··· Entries supplied
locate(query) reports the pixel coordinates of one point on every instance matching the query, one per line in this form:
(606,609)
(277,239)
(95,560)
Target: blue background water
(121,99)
······
## What to work on
Copy the records above. Leave out nothing.

## Result
locate(query) reports the pixel coordinates of one point on every instance matching the query, one per line in this form:
(606,609)
(277,239)
(95,560)
Target: blue background water
(121,99)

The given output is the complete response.